• **PASSAGE TO READ**
%%

1. Field of the invention
The present invention relates generally to dispensing of small portions of thin webs from rolls by pulling and tearing, and more specifically to an adapter configured to be fitted onto conventional dispensing boxes to improve their dispensing action.
2. Description of the Prior Art
Devices for the dispensing of small portions of sheet material from rolls of indeterminant length are, of course, well known and have a long history of developement. A significant number of U.S. Patents teach methods and apparatus to accomplish a wide variety of dispensing actions, and are reflective of the amount of effort which have been put into this area over the years. For example, U.S. Pat. No. 2,334,997 to Doll discloses one approach to the dispensing of paper products from a hand held container using a pulling and tearing action, wherein the user by hand pressure may somewhat control the pulling action, and the cutting action is accomplished against a sharp edge located along one extremity of a triangular shaped box.
In another U.S. Pat. No. 2,614,015 to MeGchee there is disclosed a wall mounted box, formed of two parts, which is used to dispense wax paper. A cut-out access hole through both parts is provided to allow the user to insert a finger and coax out the next portion of web to be pulled out and torn off.
Also, Canadian Pat. No. 541,507 to Finkel teaches yet another approach to controlling the pulling/tearing action of a sheet material dispenser. In this patent, we see a steel spring having a plastic/rubber coated end positioned so as to contact the web as it is pulled from between two surfaces forming a container housing the roll of material. The spring loaded coated end is angled so as to exert a type of ratchet action on the web being dispensed to overcome possible roll recoil action.
Due to the increasing availability of, and continuous demand for, disposable household products such as wax paper, plastic wrap, and the like, an entire industry has emerged to produce the containers and dispensers needed to carry these products. Lacking any industry-wide standards, the resulting dispensing boxes of the tear-off type include a bewildering array of approaches to the manipulative tasks which must be mastered to beneficially use the products being dispensed. Many of the existing boxes represent difficult puzzles to the users as they try to operate them; while others pose safety hazards as novice fingers attempt to work in close proximity to the sharp cutting edges which may be positioned in entirely unexpected or out of view places. These puzzles include the steps of; initially opening the dispensing box and removing the first portion of the web; arranging the web ends for property tearing against a possibly as yet unknown tearing edge; and deftly controlling the pulling rate while preventing unwanted recoil after the desired length of web is pulled and torn.

%%

• **GIVEN ENTRIES**
%%

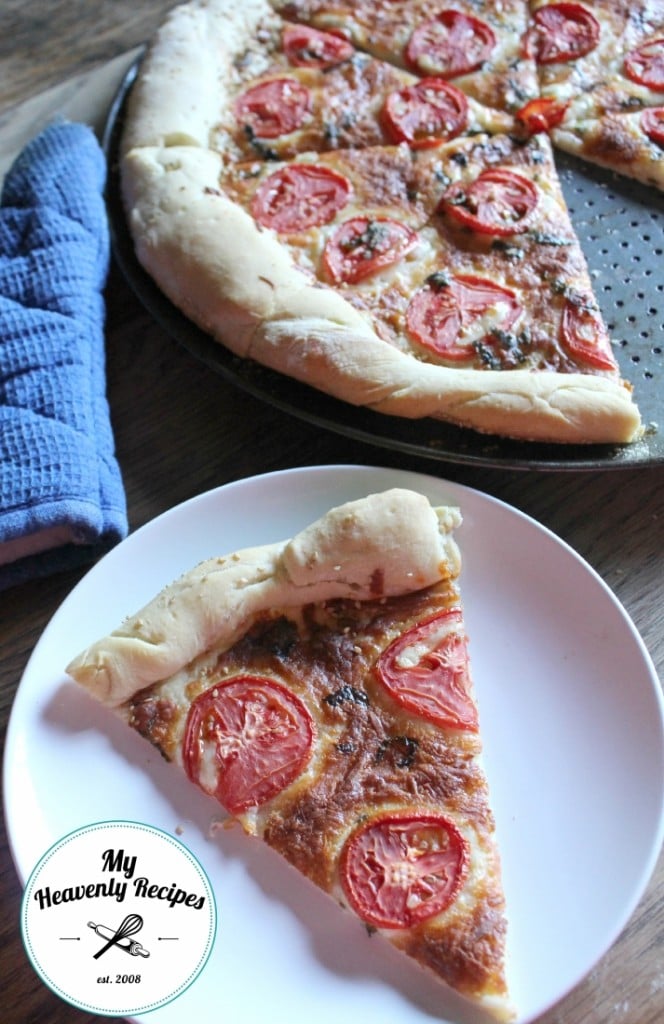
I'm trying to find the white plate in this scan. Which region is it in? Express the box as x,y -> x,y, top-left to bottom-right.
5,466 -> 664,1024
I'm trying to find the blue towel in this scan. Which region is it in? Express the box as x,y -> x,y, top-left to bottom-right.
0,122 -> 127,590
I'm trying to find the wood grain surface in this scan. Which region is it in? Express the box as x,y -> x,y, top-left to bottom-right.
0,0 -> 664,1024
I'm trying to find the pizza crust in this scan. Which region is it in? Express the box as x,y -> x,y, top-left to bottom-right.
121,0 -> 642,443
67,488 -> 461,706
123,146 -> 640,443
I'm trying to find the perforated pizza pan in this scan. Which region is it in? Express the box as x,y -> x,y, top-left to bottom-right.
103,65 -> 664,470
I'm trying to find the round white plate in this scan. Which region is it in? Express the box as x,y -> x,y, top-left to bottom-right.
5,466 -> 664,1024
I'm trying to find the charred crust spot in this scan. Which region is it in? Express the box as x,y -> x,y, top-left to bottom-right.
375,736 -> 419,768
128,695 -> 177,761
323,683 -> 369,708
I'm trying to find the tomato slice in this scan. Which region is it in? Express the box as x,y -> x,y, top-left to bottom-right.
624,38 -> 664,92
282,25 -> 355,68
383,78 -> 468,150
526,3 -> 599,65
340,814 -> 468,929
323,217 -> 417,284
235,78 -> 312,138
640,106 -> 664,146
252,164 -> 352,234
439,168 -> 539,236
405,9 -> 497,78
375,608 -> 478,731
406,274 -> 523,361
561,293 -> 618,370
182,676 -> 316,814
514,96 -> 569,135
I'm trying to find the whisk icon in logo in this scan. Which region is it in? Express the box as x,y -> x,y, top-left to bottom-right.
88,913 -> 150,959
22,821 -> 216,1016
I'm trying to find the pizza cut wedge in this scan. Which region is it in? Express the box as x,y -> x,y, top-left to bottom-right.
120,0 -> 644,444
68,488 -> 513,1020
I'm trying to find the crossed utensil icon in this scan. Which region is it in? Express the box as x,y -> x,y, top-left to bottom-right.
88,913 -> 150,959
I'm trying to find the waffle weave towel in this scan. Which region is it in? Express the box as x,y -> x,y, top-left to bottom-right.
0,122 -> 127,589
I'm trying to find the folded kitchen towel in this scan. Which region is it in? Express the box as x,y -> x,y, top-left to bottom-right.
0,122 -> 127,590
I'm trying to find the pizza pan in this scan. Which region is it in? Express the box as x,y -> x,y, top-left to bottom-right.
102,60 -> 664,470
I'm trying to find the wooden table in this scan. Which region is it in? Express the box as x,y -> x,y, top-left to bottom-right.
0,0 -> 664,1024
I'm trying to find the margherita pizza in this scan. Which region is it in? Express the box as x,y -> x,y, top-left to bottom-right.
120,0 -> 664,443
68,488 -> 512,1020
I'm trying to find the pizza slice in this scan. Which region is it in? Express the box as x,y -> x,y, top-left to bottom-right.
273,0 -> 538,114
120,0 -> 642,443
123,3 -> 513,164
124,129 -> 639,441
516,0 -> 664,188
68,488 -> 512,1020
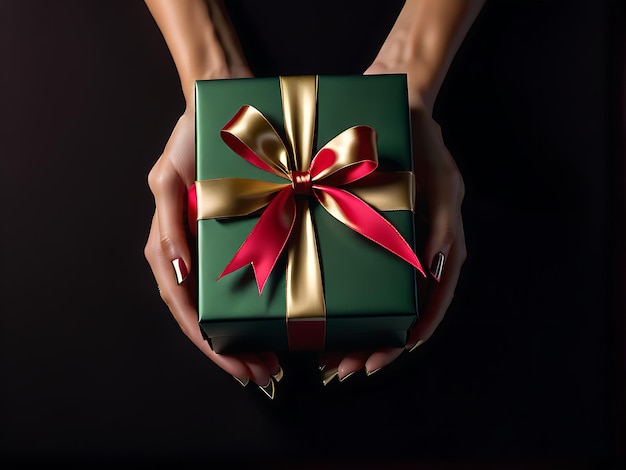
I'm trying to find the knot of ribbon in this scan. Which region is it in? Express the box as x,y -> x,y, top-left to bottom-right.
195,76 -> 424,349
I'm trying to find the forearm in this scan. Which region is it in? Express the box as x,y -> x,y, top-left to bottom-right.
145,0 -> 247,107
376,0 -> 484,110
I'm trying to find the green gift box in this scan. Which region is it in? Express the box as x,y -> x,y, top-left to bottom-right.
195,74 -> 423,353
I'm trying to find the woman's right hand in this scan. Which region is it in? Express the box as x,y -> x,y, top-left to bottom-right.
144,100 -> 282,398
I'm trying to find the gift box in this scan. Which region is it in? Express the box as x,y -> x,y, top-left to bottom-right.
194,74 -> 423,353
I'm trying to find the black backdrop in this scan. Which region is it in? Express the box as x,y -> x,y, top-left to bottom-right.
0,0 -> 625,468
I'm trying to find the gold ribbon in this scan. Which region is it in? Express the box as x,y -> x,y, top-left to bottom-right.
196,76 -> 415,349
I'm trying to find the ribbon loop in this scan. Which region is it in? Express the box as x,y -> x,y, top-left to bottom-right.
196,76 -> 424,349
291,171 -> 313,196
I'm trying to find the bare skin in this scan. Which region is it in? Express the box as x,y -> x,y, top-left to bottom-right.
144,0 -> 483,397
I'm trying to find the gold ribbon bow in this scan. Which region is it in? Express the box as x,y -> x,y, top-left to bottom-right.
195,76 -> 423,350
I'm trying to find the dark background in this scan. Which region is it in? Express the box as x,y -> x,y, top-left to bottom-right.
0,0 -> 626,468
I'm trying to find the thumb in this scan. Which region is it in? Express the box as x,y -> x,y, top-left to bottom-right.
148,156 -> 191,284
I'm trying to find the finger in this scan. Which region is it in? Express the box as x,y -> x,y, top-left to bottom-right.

%%

• **WRITTEN EXERCISE A**
According to the passage on dispensing boxes, what does the Canadian patent to Finkel place in contact with the web as it is pulled?
• **WRITTEN EXERCISE B**
Carry the passage on dispensing boxes forward from its final sentence.

• **OUTPUT A**
A steel spring with a plastic/rubber coated end.

• **OUTPUT B**
Many of these difficulties are, however, largely the result of a lack of user familiarity with the particular techniques needed to manipulate a particular dispensing box--which technique may not be appropriate to the very next dispensing box which the user is called on to handle. Therefore, it is clear that a need exists for a dispensing aid which will mitigate these difficulties, and which will provide the user with a straight-forward device which allows a single, well known, and well controlled dispensing technique to be applied to the wide range of dispensing boxes in existence. The improved dispenser adapter taught in the present invention admirably meets this need.SUMMARY OF THE INVENTION
It is therefore a primary object of the present invention to provide an improved dispenser adapter for use with existing dispensing boxes of the pull and tear type; and one which will overcome the disadvantages of the prior art devices.
A further object of the prsent invention is to provide an improved dispenser adapter which may be fitted over existing dispensing boxes and which cooperates with the box structure to provide a single, safe, and controllable pulling/tearing action, thereby greatly aiding in the dispensing of small sections of thin webs.
A yet further object of the present invention is to provide a highly controllable, spring loaded, force producing element within the improved dispenser adapter to allow the user to positively control the friction applied to the web within the dispensing box.
A yet further object of the present invention is to provide this highly controllable force via a range of spring types and configurations, including metal springs and springs implemented using predetermined volumes of resilient materials such as plastic foam, such that the spring's dynamic properties and not merely the manual dexterity of the user exert these controllable forces.
A still further object of the present invention is to provide an improved dispensing unit comprising an improved dispenser adapter of the types recited above in combination with a dispensing box such that a wide range of household or industrial webs may be dispensed using a single and easily mastered dispensing action.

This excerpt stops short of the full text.